Rescale the material below by writing out every line again, requests included, with each pixel coordinate in the answers multiplied by 1.45 and rounded to a whole number, halves rounding up. Leave the pictures out of your answer.

* start *

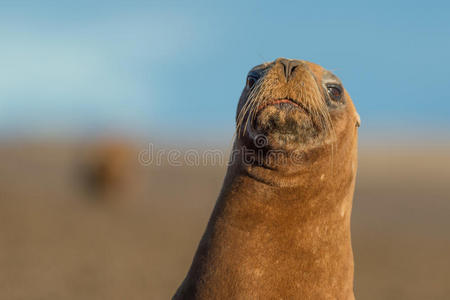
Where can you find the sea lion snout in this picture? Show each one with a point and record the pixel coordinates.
(289, 65)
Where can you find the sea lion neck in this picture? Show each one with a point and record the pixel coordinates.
(283, 169)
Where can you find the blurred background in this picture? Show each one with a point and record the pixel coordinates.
(85, 87)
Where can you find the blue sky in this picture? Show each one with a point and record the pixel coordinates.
(164, 68)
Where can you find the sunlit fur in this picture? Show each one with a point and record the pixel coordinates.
(280, 228)
(312, 125)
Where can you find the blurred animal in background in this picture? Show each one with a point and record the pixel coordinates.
(106, 167)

* end *

### OUTPUT OF THE EXERCISE
Where can you find the sea lion snout in this picture? Show each one with a point and record the pixel coordinates.
(419, 94)
Where can you find the sea lion neck in this picture? Show each one with a point and record the pixel coordinates.
(410, 245)
Where can you find the blurred background in this picture? Show each one with a point and record the pixel coordinates.
(123, 126)
Where can you find the blue sky in this picture? Show each one with a point and record the pixel coordinates.
(238, 99)
Where can you find the sunlit fur in this picture? Show each one with a point and record the pixel coordinates.
(406, 331)
(452, 181)
Where can you find the blurred animal in background in this picture? Show each one with a point and record the pixel coordinates.
(154, 242)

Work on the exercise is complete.